* [EXCERPTED TEXT]
- - -

Islamic finance is currently one the fastest growing areas of law. Lawyers in this field are required to make sure that their clients’ instructions and transactions are compliant with Shari'a – the body of jurisprudence that has developed over the last 40 years, derived from the Qur’an and secondary sources known as the ‘Hadith’.
Although Shari'a jurisprudence has some similarities with certain aspects of the English common law, an important material difference lies in the fact it is not linked specifically to a territory or embedded in a state. Sharia law recommends a way of life and resides within the individual Muslim – he or she is expected to observe that legal framework wherever he or she lives in the world, whether that individual is seeking a mortgage to buy a house or needing finance to grow their company or increase their property portfolio.
Do Islamic finance transactions take longer to complete than regular transactions?
The role of the solicitor advising on Islamic financial matters is to acknowledge this potential conflict of law, look at deals from a different perspective and then write contracts that are intrinsically compliant with Shari’a law. Islamic transactions can take longer to complete, given these additional elements of complexity. Solicitors advising on Islamic financial transactions can expect to run their own deals and also support their colleagues on deals led by other solicitors in the firm, where that deal has an Islamic angle.
The increasing range of Shari’a compliant investment activity means that transactions in many different sectors can potentially have an Islamic element. As such, lawyers in this field may work on shipping, aircraft, real estate and infrastructure transactions, as well as mergers and acquisitions, investment funds and the setting up of new Islamic banks or the design of new financial products that don’t involve the charging of interest.
As with all transactional areas of law, working hours are driven by the client’s requirements and the stage the deal is at. There are plenty of opportunities to travel: western-trained lawyers may work on Islamic finance deals in the UAE and Malaysia as well as in London.
How has the recession affected Islamic finance deals?
Islamic finance co-exists with conventional financing, banking and commerce and so is not immune to peaks and troughs in the global economy. The Islamic finance world was affected in two waves at the time of the global financial crisis: up until the Lehman Brothers insolvency, Islamic finance played the role of observer to the collapse in America as ‘toxic assets’ came to the fore (a class of asset that Islamic firms could not invest in). Unfortunately, in the aftermath of the Lehman Brothers collapse, Islamic institutions started to suffer alongside their conventional counterparts from the subsequent drop in real estate and private equity values (sectors where Islamic firms were heavily invested around the world). On the other hand, certain Islamic finance institutions have also benefitted from being perceived as safe havens – as the world witnessed runs on conventional banks – and received large cash deposits from investors. In 2013, the outlook among Islamic finance practitioners is optimistic.

- - -

* [WHAT TO DO]
In the Islamic finance text, replace "jurisprudence" with "legal doctrine" in everything from "Islamic finance is" down to "their property portfolio." and give that part again.

[Region pointing data]
- - -

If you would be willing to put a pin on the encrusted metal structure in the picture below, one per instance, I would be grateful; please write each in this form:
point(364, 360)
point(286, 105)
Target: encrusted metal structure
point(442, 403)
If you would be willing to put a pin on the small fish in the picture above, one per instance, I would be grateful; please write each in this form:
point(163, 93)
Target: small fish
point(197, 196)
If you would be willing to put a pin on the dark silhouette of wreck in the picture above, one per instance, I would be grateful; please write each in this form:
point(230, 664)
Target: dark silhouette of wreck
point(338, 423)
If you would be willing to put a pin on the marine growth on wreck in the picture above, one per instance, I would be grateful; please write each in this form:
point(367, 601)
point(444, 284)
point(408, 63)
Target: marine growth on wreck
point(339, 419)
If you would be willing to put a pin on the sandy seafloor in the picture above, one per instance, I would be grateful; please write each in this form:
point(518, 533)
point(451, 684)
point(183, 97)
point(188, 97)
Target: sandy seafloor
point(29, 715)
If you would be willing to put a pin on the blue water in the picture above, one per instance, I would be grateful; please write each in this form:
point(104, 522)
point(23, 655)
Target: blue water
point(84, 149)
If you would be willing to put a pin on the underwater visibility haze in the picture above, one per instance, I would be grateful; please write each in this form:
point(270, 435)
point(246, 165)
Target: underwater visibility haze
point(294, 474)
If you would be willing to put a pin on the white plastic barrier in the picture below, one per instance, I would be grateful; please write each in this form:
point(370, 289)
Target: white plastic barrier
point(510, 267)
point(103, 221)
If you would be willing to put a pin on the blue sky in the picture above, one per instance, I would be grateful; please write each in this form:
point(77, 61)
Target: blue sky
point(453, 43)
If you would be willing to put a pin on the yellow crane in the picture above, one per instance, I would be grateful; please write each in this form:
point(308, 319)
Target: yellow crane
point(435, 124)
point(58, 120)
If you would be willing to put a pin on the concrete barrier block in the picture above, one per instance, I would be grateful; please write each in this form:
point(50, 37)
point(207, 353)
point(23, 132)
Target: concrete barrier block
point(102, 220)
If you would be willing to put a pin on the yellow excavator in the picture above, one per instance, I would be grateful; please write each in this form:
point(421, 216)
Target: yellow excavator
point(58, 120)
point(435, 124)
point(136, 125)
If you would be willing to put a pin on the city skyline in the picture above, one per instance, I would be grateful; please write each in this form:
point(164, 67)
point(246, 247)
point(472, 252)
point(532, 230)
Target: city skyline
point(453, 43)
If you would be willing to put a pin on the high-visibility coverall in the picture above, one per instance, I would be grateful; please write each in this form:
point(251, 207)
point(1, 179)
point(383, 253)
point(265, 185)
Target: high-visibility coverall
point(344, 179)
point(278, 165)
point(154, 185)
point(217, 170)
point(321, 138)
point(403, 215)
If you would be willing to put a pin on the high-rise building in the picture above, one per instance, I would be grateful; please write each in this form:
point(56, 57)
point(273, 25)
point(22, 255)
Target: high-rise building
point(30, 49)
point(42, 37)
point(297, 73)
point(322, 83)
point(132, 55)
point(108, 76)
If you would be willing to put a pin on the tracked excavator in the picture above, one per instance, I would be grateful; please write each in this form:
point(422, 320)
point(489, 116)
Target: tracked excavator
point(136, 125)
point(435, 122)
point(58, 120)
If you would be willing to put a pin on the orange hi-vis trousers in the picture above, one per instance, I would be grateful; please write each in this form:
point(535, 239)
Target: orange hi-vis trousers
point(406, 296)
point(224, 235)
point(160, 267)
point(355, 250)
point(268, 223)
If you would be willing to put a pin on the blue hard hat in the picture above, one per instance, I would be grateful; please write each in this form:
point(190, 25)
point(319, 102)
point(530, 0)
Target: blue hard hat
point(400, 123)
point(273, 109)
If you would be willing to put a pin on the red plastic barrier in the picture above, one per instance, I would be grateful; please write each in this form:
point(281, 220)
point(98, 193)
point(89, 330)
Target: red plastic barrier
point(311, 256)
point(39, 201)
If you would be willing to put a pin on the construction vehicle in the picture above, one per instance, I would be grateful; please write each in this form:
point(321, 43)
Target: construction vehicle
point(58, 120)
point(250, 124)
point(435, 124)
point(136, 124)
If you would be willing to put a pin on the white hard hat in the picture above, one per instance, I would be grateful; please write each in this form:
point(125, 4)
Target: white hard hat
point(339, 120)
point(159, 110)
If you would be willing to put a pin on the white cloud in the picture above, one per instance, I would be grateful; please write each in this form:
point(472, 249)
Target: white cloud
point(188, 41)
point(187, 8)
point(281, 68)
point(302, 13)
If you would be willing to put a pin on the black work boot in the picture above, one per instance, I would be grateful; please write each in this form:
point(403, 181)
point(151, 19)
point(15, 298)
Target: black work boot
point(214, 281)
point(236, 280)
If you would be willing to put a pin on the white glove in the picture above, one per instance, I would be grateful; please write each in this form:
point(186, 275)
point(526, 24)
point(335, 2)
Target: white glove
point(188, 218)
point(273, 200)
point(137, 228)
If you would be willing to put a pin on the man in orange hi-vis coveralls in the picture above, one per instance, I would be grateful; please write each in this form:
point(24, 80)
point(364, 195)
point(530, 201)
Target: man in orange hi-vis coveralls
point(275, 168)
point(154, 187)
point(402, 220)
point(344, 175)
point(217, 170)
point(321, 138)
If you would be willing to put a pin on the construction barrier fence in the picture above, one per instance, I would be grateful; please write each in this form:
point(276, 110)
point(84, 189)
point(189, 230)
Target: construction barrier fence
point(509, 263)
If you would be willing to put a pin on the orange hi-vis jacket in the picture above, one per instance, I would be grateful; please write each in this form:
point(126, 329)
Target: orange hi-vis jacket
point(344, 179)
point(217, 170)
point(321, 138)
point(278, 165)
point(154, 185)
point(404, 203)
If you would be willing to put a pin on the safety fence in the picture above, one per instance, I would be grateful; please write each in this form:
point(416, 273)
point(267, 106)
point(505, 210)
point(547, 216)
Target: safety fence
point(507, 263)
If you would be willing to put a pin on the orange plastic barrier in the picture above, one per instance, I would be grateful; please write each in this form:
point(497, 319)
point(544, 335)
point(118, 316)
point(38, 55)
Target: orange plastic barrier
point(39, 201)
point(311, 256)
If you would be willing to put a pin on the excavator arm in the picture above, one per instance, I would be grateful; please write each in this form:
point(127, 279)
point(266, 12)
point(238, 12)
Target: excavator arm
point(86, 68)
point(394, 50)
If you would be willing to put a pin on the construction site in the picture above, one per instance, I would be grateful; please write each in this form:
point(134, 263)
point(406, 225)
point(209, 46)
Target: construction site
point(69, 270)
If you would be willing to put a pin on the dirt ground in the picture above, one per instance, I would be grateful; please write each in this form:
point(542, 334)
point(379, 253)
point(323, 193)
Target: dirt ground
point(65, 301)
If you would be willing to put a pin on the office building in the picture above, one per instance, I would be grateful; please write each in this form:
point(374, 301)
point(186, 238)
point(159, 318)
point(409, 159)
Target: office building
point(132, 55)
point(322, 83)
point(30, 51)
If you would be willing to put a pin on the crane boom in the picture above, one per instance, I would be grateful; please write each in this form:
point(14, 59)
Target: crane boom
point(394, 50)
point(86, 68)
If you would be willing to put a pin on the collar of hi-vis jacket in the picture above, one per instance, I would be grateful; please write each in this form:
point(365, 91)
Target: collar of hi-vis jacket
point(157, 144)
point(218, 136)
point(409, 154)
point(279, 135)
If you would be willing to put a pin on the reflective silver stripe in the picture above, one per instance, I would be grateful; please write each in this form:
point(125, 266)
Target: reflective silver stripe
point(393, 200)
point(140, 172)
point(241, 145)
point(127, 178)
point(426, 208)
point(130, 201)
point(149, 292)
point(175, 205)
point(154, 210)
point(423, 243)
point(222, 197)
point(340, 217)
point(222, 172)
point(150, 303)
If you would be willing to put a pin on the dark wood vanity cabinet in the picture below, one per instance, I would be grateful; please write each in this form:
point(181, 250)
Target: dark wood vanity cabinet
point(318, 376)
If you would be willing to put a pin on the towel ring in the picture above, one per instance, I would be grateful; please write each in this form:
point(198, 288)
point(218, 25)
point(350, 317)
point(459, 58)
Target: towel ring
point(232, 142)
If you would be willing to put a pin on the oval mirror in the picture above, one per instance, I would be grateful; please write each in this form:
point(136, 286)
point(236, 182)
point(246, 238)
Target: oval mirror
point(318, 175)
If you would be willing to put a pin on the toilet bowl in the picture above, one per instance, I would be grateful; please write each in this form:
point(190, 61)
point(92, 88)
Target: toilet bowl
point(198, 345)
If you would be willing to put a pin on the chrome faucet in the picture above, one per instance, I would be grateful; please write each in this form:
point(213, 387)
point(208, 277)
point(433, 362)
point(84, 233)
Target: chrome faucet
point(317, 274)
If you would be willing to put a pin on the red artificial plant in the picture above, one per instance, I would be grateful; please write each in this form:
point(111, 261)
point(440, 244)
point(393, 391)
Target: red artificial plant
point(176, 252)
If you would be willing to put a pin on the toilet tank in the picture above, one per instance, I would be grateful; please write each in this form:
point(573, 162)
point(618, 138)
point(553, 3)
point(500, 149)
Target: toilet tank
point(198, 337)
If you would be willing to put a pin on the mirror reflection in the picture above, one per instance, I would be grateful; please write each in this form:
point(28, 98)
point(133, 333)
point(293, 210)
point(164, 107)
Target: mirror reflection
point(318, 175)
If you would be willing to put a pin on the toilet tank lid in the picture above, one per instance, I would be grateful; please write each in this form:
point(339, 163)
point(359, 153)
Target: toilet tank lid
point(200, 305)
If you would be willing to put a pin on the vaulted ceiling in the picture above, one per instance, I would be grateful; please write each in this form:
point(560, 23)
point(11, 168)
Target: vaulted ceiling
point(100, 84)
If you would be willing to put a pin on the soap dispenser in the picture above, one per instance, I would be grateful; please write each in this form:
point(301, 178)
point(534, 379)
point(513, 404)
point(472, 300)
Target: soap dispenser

- - -

* [YOUR RESPONSE]
Islamic finance is currently one the fastest growing areas of law. Lawyers in this field are required to make sure that their clients’ instructions and transactions are compliant with Shari'a – the body of legal doctrine that has developed over the last 40 years, derived from the Qur’an and secondary sources known as the ‘Hadith’.
Although Shari'a legal doctrine has some similarities with certain aspects of the English common law, an important material difference lies in the fact it is not linked specifically to a territory or embedded in a state. Sharia law recommends a way of life and resides within the individual Muslim – he or she is expected to observe that legal framework wherever he or she lives in the world, whether that individual is seeking a mortgage to buy a house or needing finance to grow their company or increase their property portfolio.